What to produce:
Could you retype everything in the Taito-mic text below from "The Taito cluster includes" down to "as one entity.", word for word?

Reading passage:
The Taito cluster includes a separate partition called Taito-mic that has 45 compute nodes with dedicated Intel Xeon Phi coprocessors based on the Many Integrated Core (MIC) architecture. Each node has two Intel Xeon-Phi 7120X coprocessors (or KNCs as they are often called after their code name Knights Corner) and two 6-core Intel Xeon E5-2620-v2 host CPUs, based on the Ivy Bridge microarchitecture. Memory wise, there are 32 GB of DDR3 1600 Mhz memory, and the local disks are 500 GB SATA3 HDD. These compute nodes part of a supercomputer from Bull acquired in 2014, and have been integrated tightly to the Taito cluster to appear as one entity.
To best utilise the hardware, we have chosen an approach where the MD workload is divided in such a way that PME calculations are done on the host CPUs and the pairwise force calculations are done on the MIC cards. In this document we document how to run Gromacs optimally on Taito-mic using this approach, and discuss which cases are useful to run there.
This document is part of a repository containing ready-to-use launcher scripts that automatically run correct binaries on the host CPUs and the MIC cards. Specifications for Taito-mic are included (specs.taito), so no modifications should be needed to start using them on Taito-mic.
If you haven't got the full repository, you can get it from: https://github.com/cschpc/gromacs-on-knc
Please see README.md for instructions on how to use the launcher scripts.
Best practice: Use half a node (one CPU & one KNC) for smaller jobs, and one node (two CPUs & two KNCs) for larger jobs.
In general the scalability to multiple nodes is very poor. Only the very biggest cases show acceptable scalability to 2 or even 4 nodes. Especially for smaller cases half a node (reserving only one KNC per job) is most beneficial in the sense that the two jobs get the best throughput.
Best practice: Use 1 MPI task per CPU.
By running 1, 2, 3 and 6 MPI tasks per host CPU one can see that running 1 task each having 6 threads is up to 4x faster than the other options.
Best practice: No generally optimal value, but use 30 MPI tasks with 8 threads each (4 threads per core) per KNC when in doubt.
One cannot recommend one single value as being the optimal. The optimal choice depends on the number of nodes Gromacs is running on, and on the number of atoms. The general rule is:
- User more processes per MIC when the number of atoms increases
- Use less processes per MIC when the number of nodes increases
In Table 4 some good values are shown for three different use cases (details below) on 1/2 - 4 nodes. These can be used as reasonable first guesses for the number of MPI tasks and threads depending on the system size.

Material provided:
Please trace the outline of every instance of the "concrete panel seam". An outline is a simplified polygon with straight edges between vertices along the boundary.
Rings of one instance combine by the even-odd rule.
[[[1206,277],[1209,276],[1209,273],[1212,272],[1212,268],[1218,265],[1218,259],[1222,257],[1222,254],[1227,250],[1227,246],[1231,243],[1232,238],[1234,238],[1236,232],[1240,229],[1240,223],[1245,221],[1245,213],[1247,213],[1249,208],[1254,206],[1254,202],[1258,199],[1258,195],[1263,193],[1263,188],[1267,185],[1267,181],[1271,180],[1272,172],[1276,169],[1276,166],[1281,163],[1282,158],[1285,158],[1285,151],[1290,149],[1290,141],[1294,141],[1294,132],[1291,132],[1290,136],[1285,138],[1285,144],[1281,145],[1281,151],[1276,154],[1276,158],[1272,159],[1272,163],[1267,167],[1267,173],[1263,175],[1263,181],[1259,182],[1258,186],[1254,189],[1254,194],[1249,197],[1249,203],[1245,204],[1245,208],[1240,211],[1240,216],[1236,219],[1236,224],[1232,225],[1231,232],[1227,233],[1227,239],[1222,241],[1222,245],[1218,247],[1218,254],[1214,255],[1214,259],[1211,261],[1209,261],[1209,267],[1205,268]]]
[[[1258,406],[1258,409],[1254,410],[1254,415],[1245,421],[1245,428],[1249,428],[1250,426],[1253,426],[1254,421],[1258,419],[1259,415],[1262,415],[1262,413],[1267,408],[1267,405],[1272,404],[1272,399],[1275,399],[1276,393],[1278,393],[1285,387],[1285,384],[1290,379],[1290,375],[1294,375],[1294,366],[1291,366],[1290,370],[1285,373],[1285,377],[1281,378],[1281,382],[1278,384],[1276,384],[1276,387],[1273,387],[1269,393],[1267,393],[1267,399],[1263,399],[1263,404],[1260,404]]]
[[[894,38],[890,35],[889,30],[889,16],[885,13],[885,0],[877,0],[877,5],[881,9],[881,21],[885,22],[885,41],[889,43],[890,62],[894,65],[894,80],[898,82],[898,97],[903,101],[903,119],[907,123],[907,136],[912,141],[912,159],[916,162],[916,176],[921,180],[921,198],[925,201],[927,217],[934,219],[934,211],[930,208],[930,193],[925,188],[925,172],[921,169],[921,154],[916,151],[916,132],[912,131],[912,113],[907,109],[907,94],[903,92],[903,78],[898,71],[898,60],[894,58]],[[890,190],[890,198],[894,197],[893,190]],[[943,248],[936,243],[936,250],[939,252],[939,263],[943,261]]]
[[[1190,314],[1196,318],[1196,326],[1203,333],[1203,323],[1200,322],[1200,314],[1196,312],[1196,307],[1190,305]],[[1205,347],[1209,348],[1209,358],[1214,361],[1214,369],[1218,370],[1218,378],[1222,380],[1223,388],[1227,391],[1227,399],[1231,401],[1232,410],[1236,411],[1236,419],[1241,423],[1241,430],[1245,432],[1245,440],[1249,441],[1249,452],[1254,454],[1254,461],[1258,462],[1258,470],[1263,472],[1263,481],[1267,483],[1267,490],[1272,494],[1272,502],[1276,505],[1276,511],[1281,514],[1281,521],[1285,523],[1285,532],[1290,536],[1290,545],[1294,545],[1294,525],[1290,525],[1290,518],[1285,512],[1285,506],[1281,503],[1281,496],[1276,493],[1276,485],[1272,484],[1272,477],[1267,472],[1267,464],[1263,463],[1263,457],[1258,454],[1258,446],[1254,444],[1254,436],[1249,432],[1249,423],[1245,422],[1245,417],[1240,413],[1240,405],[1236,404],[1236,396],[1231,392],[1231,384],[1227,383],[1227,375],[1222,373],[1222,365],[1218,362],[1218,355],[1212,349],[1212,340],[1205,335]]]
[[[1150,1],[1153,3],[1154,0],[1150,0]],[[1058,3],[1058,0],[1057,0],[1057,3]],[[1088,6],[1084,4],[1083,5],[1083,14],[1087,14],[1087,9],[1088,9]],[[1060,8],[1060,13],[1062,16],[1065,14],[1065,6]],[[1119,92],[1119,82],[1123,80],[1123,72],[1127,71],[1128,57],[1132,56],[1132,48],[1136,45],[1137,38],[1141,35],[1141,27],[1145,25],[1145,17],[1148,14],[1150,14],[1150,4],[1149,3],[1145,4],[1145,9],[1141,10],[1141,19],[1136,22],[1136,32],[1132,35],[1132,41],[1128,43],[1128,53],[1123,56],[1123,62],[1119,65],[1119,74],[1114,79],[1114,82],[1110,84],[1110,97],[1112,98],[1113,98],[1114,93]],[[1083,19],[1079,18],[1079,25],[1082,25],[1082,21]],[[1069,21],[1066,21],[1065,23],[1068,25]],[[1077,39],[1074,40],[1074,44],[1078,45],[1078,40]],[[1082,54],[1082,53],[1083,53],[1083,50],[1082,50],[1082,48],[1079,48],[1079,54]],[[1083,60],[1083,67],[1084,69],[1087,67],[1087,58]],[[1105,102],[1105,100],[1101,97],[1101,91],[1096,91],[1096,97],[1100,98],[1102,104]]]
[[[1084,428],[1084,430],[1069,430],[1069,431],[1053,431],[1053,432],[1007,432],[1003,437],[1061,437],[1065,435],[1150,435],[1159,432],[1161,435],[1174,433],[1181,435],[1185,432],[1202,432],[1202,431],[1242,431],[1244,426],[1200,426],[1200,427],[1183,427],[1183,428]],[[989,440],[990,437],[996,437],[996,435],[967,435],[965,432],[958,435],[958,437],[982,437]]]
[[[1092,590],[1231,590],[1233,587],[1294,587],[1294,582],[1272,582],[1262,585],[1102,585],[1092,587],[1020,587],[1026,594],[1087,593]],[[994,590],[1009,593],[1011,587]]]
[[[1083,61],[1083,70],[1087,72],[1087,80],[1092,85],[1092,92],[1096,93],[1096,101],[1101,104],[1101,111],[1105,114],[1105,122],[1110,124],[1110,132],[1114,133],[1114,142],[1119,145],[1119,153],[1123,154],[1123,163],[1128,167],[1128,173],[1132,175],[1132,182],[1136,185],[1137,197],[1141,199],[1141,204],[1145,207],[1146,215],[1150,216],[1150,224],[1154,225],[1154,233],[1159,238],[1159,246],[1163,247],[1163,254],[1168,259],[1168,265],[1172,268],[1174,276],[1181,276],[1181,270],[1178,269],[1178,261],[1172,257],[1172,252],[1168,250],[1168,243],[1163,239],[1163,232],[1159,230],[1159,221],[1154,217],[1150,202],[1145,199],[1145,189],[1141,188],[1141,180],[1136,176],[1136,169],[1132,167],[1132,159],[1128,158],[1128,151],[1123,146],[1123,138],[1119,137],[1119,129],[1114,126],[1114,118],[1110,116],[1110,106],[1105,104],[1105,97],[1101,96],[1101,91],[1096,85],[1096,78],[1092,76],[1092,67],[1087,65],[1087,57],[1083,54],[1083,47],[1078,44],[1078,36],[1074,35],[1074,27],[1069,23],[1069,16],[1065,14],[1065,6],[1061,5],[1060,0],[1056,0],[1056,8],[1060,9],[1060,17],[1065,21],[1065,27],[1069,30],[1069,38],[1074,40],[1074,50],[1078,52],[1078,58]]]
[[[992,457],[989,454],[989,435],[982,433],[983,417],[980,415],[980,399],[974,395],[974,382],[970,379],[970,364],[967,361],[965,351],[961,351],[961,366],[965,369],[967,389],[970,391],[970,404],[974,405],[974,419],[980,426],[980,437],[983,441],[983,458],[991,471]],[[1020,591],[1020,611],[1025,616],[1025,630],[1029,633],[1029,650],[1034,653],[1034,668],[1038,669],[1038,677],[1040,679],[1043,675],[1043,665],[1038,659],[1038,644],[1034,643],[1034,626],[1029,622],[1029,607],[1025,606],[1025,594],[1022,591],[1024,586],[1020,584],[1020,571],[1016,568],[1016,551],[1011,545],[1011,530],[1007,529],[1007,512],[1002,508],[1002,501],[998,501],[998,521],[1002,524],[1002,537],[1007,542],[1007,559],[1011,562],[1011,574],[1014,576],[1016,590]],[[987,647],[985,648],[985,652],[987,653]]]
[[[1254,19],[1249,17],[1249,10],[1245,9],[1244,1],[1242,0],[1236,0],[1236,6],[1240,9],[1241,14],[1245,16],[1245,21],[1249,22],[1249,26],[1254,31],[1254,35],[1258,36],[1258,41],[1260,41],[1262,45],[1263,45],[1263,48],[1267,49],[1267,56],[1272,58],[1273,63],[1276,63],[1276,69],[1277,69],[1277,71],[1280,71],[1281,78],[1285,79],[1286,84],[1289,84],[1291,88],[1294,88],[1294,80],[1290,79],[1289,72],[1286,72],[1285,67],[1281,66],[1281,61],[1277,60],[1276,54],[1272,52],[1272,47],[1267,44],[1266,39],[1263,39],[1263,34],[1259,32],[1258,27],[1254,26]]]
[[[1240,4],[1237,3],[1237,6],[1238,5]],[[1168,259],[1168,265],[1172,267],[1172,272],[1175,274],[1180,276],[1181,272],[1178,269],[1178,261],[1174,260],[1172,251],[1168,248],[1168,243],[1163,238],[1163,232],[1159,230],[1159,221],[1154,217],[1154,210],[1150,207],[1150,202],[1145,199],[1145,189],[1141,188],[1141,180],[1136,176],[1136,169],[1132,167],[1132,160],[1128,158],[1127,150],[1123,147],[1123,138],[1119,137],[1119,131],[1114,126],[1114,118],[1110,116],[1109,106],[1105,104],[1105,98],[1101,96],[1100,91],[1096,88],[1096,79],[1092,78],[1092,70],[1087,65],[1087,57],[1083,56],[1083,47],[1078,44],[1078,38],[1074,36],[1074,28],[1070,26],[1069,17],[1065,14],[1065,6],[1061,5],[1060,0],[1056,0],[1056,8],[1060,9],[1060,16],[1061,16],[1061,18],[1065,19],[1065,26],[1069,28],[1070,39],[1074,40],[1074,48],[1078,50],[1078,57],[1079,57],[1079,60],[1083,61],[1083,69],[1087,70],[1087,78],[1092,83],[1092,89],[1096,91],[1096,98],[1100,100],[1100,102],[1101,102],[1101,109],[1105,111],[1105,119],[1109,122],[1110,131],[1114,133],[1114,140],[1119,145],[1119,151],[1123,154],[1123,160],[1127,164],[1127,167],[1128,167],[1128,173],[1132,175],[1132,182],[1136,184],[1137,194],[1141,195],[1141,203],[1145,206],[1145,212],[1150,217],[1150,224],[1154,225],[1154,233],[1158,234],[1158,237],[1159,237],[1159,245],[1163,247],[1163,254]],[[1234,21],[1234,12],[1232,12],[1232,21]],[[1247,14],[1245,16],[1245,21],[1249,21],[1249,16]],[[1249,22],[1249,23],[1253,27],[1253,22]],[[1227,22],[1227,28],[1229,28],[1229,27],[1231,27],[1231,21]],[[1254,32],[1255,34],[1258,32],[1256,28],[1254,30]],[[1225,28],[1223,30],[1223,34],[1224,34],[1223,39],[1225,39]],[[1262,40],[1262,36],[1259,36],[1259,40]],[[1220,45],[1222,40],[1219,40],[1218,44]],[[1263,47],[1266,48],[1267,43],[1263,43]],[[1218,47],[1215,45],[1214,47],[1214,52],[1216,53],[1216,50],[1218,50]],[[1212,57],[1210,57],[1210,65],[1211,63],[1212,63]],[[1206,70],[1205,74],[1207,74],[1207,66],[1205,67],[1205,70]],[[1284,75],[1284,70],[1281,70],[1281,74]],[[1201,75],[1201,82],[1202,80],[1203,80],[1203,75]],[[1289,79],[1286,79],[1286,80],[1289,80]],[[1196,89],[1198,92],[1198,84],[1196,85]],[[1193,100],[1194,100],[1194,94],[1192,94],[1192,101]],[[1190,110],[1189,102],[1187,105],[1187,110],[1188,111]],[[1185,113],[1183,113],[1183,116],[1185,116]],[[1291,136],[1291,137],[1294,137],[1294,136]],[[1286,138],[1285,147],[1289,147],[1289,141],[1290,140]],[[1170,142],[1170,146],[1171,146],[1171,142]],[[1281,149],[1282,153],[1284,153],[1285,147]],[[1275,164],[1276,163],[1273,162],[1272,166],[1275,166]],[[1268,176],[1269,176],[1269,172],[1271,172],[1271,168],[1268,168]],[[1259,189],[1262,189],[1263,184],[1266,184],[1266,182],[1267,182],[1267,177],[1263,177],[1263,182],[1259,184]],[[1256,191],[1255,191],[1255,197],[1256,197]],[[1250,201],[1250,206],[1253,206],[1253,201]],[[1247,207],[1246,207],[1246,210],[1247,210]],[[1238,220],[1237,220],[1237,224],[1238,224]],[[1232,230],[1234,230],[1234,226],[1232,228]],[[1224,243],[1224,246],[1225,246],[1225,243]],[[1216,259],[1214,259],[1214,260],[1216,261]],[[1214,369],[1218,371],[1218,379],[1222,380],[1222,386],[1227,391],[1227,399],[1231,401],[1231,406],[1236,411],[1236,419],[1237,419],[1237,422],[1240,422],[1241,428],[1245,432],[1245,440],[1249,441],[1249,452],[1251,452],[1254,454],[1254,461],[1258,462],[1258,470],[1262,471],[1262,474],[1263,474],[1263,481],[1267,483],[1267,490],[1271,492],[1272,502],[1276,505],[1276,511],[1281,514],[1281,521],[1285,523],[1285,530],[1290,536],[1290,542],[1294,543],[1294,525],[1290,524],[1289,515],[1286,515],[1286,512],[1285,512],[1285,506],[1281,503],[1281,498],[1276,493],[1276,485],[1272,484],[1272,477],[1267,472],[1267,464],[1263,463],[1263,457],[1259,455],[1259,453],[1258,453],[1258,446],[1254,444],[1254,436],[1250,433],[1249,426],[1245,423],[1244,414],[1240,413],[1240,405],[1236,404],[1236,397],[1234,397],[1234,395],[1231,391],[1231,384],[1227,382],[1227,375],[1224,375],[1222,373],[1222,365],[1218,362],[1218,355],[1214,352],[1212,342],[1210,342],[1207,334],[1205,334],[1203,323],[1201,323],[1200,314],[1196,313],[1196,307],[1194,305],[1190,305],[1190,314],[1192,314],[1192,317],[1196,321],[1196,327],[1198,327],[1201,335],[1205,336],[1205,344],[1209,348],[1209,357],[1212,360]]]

Exercise response:
The Taito cluster includes a separate partition called Taito-mic that has 45 compute nodes with dedicated Intel Xeon Phi coprocessors based on the Many Integrated Core (MIC) architecture. Each node has two Intel Xeon-Phi 7120X coprocessors (or KNCs as they are often called after their code name Knights Corner) and two 6-core Intel Xeon E5-2620-v2 host CPUs, based on the Ivy Bridge microarchitecture. Memory wise, there are 32 GB of DDR3 1600 Mhz memory, and the local disks are 500 GB SATA3 HDD. These compute nodes part of a supercomputer from Bull acquired in 2014, and have been integrated tightly to the Taito cluster to appear as one entity.